## EXERCISE AIM
All of the data is to be printed again exactly as it appears.

## STORED DATA
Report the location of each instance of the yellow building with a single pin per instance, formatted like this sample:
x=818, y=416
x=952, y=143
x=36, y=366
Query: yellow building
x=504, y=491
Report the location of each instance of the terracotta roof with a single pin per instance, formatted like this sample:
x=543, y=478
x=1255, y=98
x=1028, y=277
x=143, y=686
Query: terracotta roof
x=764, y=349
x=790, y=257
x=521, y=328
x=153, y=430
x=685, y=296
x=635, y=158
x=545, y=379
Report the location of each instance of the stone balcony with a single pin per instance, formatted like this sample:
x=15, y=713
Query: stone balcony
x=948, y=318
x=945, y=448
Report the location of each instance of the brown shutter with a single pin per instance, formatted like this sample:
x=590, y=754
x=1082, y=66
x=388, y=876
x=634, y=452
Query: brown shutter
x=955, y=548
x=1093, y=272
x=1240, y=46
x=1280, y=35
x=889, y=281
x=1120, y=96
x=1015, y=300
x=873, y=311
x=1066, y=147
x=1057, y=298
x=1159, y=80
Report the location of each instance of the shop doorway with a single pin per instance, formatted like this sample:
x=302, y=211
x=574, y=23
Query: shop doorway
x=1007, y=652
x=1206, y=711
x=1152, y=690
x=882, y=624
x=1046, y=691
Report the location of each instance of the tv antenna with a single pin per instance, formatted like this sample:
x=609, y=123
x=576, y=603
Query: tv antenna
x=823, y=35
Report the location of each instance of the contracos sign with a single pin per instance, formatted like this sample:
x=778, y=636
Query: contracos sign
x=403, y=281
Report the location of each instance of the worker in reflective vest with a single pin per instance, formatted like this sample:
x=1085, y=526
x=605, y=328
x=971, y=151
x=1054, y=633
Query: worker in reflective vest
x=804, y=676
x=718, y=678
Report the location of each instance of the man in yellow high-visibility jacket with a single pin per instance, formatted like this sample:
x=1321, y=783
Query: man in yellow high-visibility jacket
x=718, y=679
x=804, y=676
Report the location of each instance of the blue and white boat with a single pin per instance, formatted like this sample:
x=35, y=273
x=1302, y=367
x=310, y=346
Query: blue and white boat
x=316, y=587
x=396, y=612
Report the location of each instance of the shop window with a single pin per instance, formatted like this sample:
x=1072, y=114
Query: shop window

## THE ANSWER
Report the location of each instance of the yellow building with a single pin per instance, formatted like this sample:
x=818, y=416
x=952, y=143
x=36, y=366
Query: yellow building
x=504, y=491
Report the location of each instance of the terracotta roof with a single pin per instance, formatted like this sample:
x=543, y=478
x=1255, y=98
x=1028, y=277
x=143, y=686
Query: terracotta roof
x=764, y=349
x=790, y=257
x=521, y=328
x=153, y=430
x=685, y=296
x=635, y=158
x=545, y=379
Report the location of each instance of the stone balcony with a single pin per instance, formatted like this sample:
x=15, y=713
Query: stone balcony
x=948, y=318
x=945, y=448
Report the location of each instance of the brown shutter with a single pin per instance, formatted like this sample:
x=590, y=754
x=1082, y=66
x=388, y=876
x=634, y=452
Query: brown shutter
x=955, y=548
x=1093, y=272
x=1240, y=46
x=1280, y=35
x=889, y=281
x=1120, y=96
x=1015, y=300
x=873, y=311
x=1066, y=147
x=1057, y=298
x=1159, y=80
Report the location of each instance of the shop doorway with a single pin per instance, formatted like this sample:
x=302, y=211
x=574, y=23
Query: shop doorway
x=1007, y=652
x=1206, y=711
x=1152, y=690
x=882, y=624
x=1046, y=691
Report the location of each instance of the tv antenna with a single pin per instance, formatted like this sample:
x=609, y=123
x=576, y=603
Query: tv antenna
x=823, y=35
Report the location of each instance of the contracos sign with a single pin per instance, formatted like this sample:
x=778, y=636
Query: contracos sign
x=403, y=281
Report the location of each instance of the worker in reflective vest with a single pin per instance, formatted like this sample:
x=1085, y=526
x=605, y=328
x=971, y=151
x=1054, y=633
Query: worker in reflective vest
x=804, y=676
x=718, y=678
Report the location of each instance of the man in yellow high-visibility jacket with a single pin per instance, formatted like this sample:
x=1321, y=783
Query: man in yellow high-visibility jacket
x=718, y=679
x=804, y=676
Report the location of each instance of the blue and white boat with a single pin per instance, formatted like this sample:
x=35, y=273
x=1302, y=367
x=310, y=346
Query: blue and white boat
x=316, y=587
x=396, y=612
Report the location of each instance of the shop window with a single pin per instance, formatted like this sample:
x=1072, y=114
Query: shop window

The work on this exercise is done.